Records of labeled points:

=-=-=-=-=

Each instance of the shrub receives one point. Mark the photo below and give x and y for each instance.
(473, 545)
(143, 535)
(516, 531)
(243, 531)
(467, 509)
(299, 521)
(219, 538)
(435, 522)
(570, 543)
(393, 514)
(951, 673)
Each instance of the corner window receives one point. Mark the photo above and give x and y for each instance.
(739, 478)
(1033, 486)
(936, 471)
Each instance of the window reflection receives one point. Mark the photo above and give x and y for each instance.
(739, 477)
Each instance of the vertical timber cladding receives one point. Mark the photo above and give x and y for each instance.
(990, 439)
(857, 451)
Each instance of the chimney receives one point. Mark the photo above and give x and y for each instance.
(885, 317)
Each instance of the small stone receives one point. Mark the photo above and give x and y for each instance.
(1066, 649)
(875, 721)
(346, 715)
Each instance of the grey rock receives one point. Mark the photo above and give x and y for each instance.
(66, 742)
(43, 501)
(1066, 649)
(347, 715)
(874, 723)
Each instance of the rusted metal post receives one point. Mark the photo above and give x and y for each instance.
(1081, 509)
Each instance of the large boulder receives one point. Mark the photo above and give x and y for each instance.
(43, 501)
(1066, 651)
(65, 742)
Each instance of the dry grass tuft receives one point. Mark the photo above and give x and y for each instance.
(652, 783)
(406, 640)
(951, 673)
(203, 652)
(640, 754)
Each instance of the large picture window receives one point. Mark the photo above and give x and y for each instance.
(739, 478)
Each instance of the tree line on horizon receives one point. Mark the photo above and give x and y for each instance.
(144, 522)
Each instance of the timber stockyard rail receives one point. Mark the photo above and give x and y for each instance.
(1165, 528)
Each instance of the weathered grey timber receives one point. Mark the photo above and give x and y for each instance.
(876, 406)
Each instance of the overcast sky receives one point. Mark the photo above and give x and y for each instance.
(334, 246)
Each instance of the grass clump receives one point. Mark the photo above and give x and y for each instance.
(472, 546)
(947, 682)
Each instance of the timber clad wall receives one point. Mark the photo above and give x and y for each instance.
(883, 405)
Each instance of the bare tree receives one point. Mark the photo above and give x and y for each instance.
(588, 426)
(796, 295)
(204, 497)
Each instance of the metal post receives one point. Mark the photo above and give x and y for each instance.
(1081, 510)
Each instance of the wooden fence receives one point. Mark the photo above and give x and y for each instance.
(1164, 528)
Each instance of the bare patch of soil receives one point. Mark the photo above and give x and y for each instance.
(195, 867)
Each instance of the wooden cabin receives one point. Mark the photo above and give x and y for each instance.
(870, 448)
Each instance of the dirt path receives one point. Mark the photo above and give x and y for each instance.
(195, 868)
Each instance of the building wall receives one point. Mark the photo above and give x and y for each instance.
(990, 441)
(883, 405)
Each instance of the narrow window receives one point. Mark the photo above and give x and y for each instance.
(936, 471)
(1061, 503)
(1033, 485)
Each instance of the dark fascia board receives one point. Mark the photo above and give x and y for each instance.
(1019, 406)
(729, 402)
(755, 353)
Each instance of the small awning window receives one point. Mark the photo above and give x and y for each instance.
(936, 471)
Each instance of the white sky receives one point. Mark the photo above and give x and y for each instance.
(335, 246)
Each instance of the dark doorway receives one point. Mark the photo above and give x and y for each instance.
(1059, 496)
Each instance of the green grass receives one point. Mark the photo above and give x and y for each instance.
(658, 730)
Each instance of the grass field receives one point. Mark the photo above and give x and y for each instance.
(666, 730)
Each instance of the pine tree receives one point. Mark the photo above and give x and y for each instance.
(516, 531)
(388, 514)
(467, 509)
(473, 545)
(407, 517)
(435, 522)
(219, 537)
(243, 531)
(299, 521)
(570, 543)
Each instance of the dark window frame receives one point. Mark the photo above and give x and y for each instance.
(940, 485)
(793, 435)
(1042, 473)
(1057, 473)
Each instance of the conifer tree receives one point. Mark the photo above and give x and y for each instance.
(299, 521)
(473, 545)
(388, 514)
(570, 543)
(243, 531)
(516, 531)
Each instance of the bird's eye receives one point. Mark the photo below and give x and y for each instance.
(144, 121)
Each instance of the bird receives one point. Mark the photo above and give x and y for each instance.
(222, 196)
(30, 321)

=-=-=-=-=

(Requirement) Reproduce only the stretch of items from the line containing "Each instance of the narrow" through the end of the items, renaming "dark" to "black" everywhere and keeping everything else unchanged.

(Worked answer)
Each instance of the narrow window receives one point. Mark the photo above and give x and y for each instance.
(936, 471)
(1061, 503)
(1033, 485)
Each instance of the black fascia board receives one point. Mark the photo above and give x and y for each instance.
(1019, 406)
(729, 402)
(755, 353)
Each instance of the small awning window receives one point. Mark the photo above and give x and y for each instance.
(936, 471)
Each instance of the white sky receives one point. Mark the photo above and give x and y for each instance.
(335, 246)
Each instance of the black doorway receives one point. Mark the photo above and give x and y for each instance.
(1059, 496)
Each instance of the green grass receives one point. Mark the photo above and give x and y for each instance.
(658, 730)
Each instance of the grass field receives one point. Mark the photo above and give x and y for each instance.
(666, 730)
Each instance of the pine tree receives one point. Mark the photo above and give x and y for each instance.
(516, 531)
(388, 514)
(467, 509)
(473, 545)
(407, 517)
(435, 522)
(219, 537)
(243, 531)
(299, 521)
(570, 543)
Each instance of the black window frame receives one point. Mark the photo above and give x and y for each instance.
(940, 485)
(793, 435)
(1042, 473)
(1057, 473)
Each instance of the conifer tree receives one point. Mark the photo above and give x and y for each instance.
(299, 521)
(473, 545)
(388, 514)
(570, 543)
(243, 531)
(516, 531)
Each instance of the bird's eye receives one point. Mark the photo below and give x and y for each instance.
(144, 121)
Each instance of the bird receives one point. Mark the photo above and give x and y for each instance.
(222, 196)
(30, 321)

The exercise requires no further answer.